▼
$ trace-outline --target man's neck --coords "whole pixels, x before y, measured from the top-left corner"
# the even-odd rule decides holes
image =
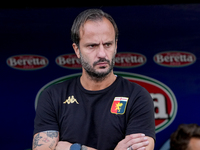
[[[113,71],[110,72],[103,80],[94,80],[86,72],[83,72],[80,82],[81,85],[89,91],[99,91],[109,87],[116,80]]]

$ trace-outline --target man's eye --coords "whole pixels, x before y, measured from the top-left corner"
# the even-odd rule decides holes
[[[106,47],[109,47],[110,45],[111,45],[110,43],[106,43],[106,44],[105,44]]]
[[[94,48],[96,45],[88,45],[89,48]]]

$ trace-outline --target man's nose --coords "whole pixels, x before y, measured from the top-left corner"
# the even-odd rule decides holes
[[[97,57],[99,57],[99,58],[105,58],[106,57],[106,49],[104,48],[103,45],[99,46],[98,52],[97,52]]]

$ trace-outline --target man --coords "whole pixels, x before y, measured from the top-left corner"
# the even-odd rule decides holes
[[[179,125],[170,137],[170,150],[200,150],[200,126]]]
[[[77,16],[71,29],[81,77],[43,91],[33,150],[153,150],[153,100],[141,86],[113,73],[118,29],[100,9]]]

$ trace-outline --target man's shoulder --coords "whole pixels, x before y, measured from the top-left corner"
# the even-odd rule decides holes
[[[149,94],[149,92],[143,86],[121,76],[119,76],[119,88],[121,90],[125,90],[126,92],[134,93],[136,95]]]
[[[124,78],[122,76],[118,76],[118,78],[119,78],[121,84],[124,84],[127,87],[131,87],[131,88],[143,88],[141,85],[139,85],[139,84],[137,84],[137,83],[135,83],[133,81],[130,81],[130,80],[128,80],[128,79],[126,79],[126,78]]]
[[[77,78],[78,77],[74,77],[71,79],[67,79],[67,80],[63,80],[60,82],[55,82],[53,84],[51,84],[49,87],[46,88],[46,90],[60,90],[60,89],[66,89],[69,86],[75,86],[77,84]]]

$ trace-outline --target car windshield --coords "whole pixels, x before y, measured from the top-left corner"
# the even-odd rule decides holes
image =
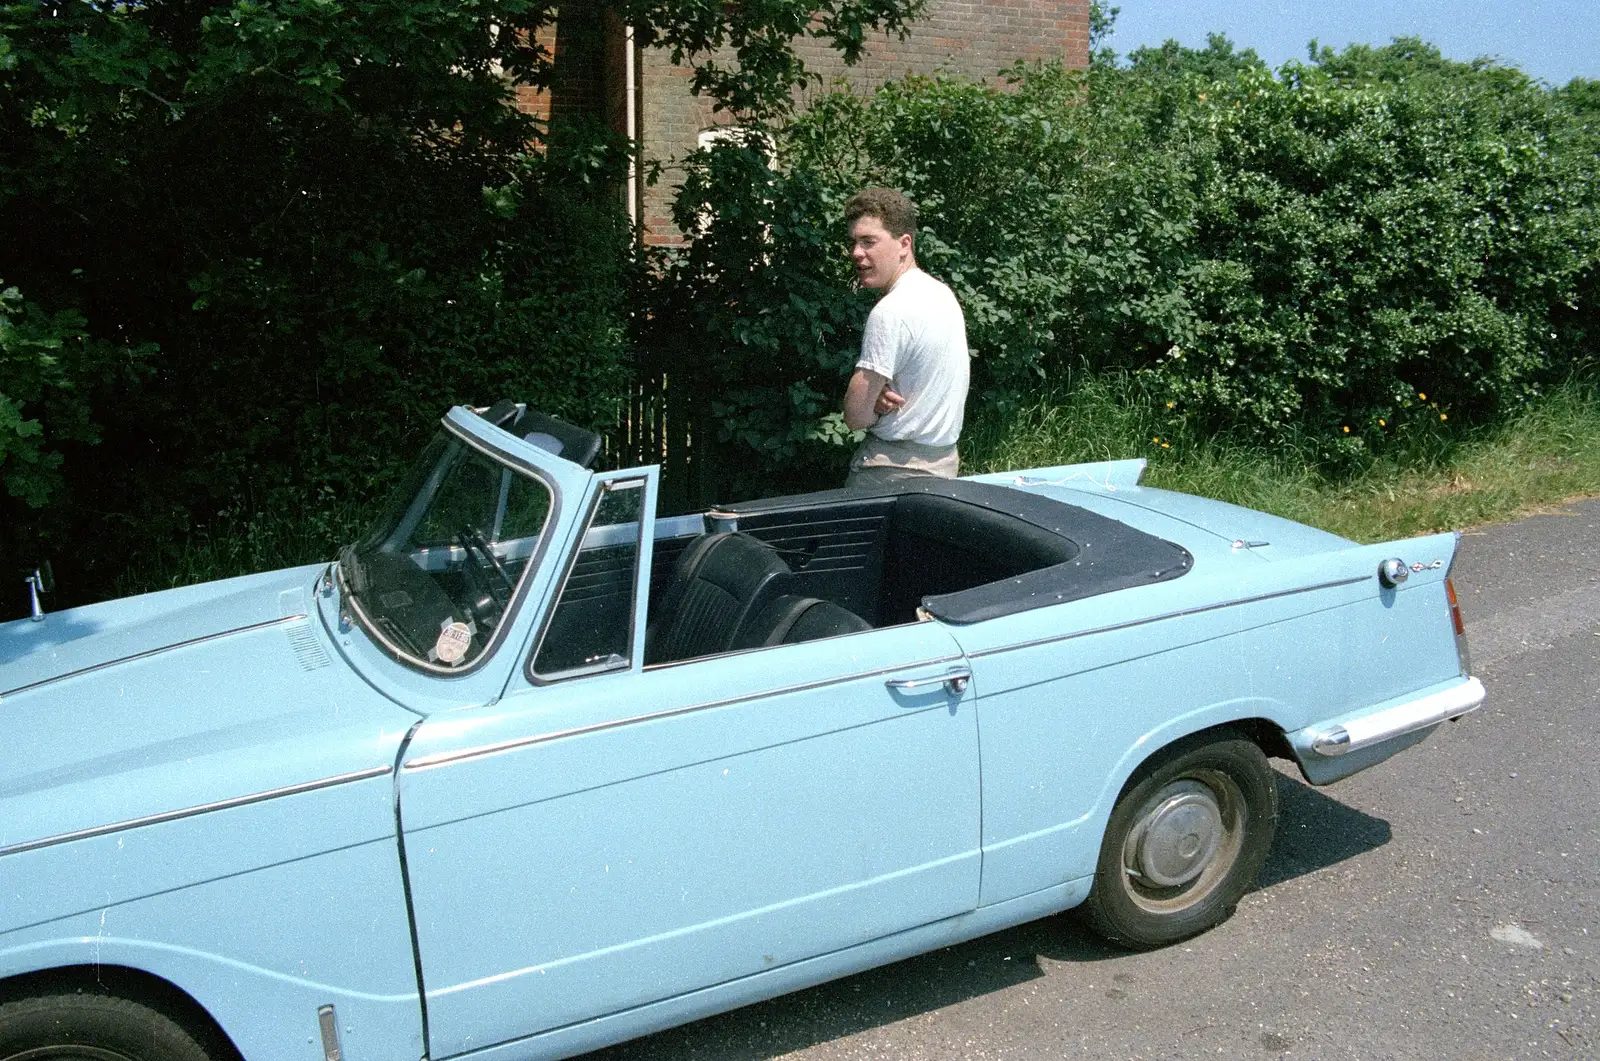
[[[440,432],[388,514],[340,555],[351,610],[403,659],[470,665],[532,566],[550,507],[543,482]]]

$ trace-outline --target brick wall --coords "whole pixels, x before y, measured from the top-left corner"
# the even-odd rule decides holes
[[[796,50],[822,75],[822,91],[843,79],[870,93],[912,73],[962,74],[999,84],[998,72],[1018,59],[1088,66],[1089,0],[929,0],[905,40],[880,34],[853,67],[822,41],[800,41]],[[675,163],[695,149],[701,131],[729,119],[691,95],[689,71],[672,66],[662,52],[641,56],[640,76],[644,157],[665,167],[662,180],[643,192],[645,241],[677,243],[681,237],[670,214],[681,173]]]
[[[555,56],[555,83],[547,93],[518,88],[517,106],[539,118],[587,114],[625,131],[622,27],[602,0],[564,0],[559,14],[543,38]],[[998,72],[1018,59],[1087,66],[1089,0],[929,0],[905,40],[880,34],[853,67],[821,41],[803,40],[796,47],[806,66],[822,75],[821,91],[842,79],[870,93],[911,73],[962,74],[998,84]],[[681,237],[670,212],[681,180],[677,163],[695,150],[702,131],[729,119],[689,92],[690,71],[669,63],[665,52],[640,51],[636,59],[641,153],[664,169],[656,185],[633,191],[640,196],[645,241],[677,243]]]
[[[563,0],[538,42],[555,62],[548,91],[515,89],[516,107],[541,120],[591,117],[622,132],[622,27],[601,0]]]

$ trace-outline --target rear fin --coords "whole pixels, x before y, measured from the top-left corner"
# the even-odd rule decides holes
[[[1116,493],[1139,485],[1144,476],[1146,461],[1143,457],[1127,460],[1094,461],[1089,464],[1056,464],[1047,468],[1029,468],[1019,472],[997,472],[992,475],[974,475],[981,483],[1000,486],[1072,486],[1084,490],[1103,490]]]

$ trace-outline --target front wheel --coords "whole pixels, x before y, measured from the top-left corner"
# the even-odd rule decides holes
[[[63,993],[0,1005],[0,1061],[214,1061],[181,1025],[125,998]]]
[[[1220,924],[1261,872],[1277,818],[1272,768],[1253,742],[1179,745],[1112,809],[1084,916],[1136,949]]]

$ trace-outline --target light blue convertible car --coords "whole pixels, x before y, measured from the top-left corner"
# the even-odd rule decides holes
[[[336,563],[0,626],[0,1059],[559,1058],[1081,904],[1478,706],[1454,535],[1140,461],[655,518],[457,408]]]

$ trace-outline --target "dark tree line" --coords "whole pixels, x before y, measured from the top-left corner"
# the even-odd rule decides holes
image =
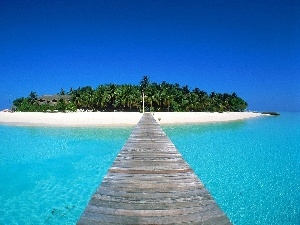
[[[144,76],[139,85],[99,85],[61,90],[59,95],[66,98],[57,99],[56,104],[40,104],[36,92],[27,98],[18,98],[13,104],[17,111],[76,111],[77,109],[92,111],[142,111],[142,93],[145,96],[145,111],[157,112],[224,112],[244,111],[247,103],[236,93],[207,92],[188,86],[150,82]]]

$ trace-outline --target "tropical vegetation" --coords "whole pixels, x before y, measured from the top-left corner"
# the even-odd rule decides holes
[[[31,92],[28,97],[18,98],[13,101],[16,111],[46,112],[46,111],[142,111],[144,96],[145,111],[156,112],[225,112],[244,111],[247,103],[235,92],[216,93],[170,84],[150,82],[144,76],[139,85],[131,84],[106,84],[99,85],[96,89],[91,86],[63,89],[57,96],[68,95],[66,98],[57,99],[55,104],[42,103],[36,92]]]

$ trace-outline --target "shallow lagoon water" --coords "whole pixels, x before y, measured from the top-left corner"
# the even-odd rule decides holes
[[[0,126],[0,224],[75,224],[132,128]],[[163,129],[234,224],[300,224],[299,113]]]
[[[300,224],[300,114],[164,130],[233,224]]]
[[[131,130],[0,126],[0,224],[75,224]]]

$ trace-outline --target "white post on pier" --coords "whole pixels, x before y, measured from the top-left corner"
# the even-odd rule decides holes
[[[145,93],[143,92],[143,114],[145,113]]]

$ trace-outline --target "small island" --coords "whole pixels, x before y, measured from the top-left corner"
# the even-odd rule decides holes
[[[262,112],[261,114],[270,115],[270,116],[279,116],[279,112]]]
[[[56,95],[28,97],[13,101],[14,111],[20,112],[243,112],[248,104],[235,92],[216,93],[190,88],[177,83],[150,82],[144,76],[139,85],[105,84],[96,89],[91,86],[63,89]]]

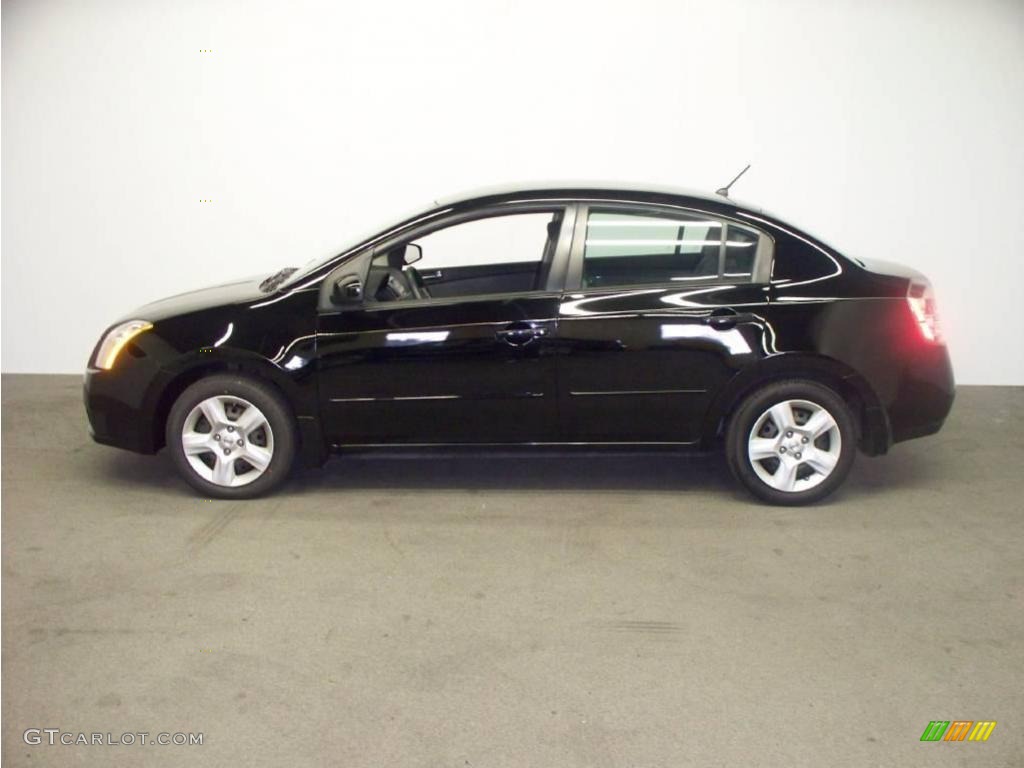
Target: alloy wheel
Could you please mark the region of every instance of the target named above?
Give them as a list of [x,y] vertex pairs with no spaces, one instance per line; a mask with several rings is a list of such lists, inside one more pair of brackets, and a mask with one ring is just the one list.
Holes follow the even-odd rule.
[[217,395],[189,411],[181,447],[199,477],[238,487],[266,472],[274,457],[274,433],[267,417],[248,400]]
[[842,447],[839,425],[825,408],[810,400],[784,400],[754,422],[747,456],[764,483],[799,493],[832,474]]

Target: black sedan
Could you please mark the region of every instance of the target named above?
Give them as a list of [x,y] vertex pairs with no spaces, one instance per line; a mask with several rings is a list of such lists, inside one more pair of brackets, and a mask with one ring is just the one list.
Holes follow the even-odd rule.
[[343,252],[183,294],[89,361],[97,442],[201,493],[368,448],[724,447],[761,499],[932,434],[953,375],[922,275],[725,197],[569,185],[440,201]]

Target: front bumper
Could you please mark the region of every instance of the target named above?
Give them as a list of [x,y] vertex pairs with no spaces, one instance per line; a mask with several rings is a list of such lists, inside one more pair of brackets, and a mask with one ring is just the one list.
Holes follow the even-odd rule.
[[97,443],[137,453],[158,450],[153,409],[146,400],[151,379],[144,374],[135,366],[86,371],[82,397],[89,433]]

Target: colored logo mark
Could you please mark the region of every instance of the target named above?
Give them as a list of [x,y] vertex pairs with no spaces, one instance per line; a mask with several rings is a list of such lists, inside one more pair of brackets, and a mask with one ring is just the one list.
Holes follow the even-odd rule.
[[995,727],[995,720],[932,720],[921,741],[988,741]]

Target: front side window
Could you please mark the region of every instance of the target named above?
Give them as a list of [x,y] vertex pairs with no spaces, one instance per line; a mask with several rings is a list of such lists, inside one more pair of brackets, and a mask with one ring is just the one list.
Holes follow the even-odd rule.
[[366,296],[375,301],[453,298],[540,290],[560,211],[453,224],[377,254]]
[[758,238],[754,230],[700,215],[592,209],[583,287],[749,279]]

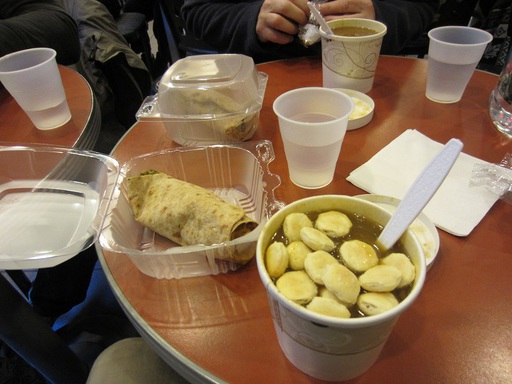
▲
--- Exercise objective ---
In the listing above, transcribe exactly everything from the line containing "Target: front bumper" down to the line containing "Target: colored logo mark", including both and nothing more.

--- Task response ---
Target: front bumper
Could you please mark the region of every instance of the target named above?
Give them as a list of [x,y] vertex pairs with no spaces, one instance per line; a mask with several rings is a list of such lists, inside one more pair of brackets, and a mask with one ring is just the one list.
Holes follow the even-odd rule.
[[97,443],[137,453],[158,450],[153,409],[146,400],[151,379],[144,374],[135,366],[86,371],[82,397],[89,433]]

Target: colored logo mark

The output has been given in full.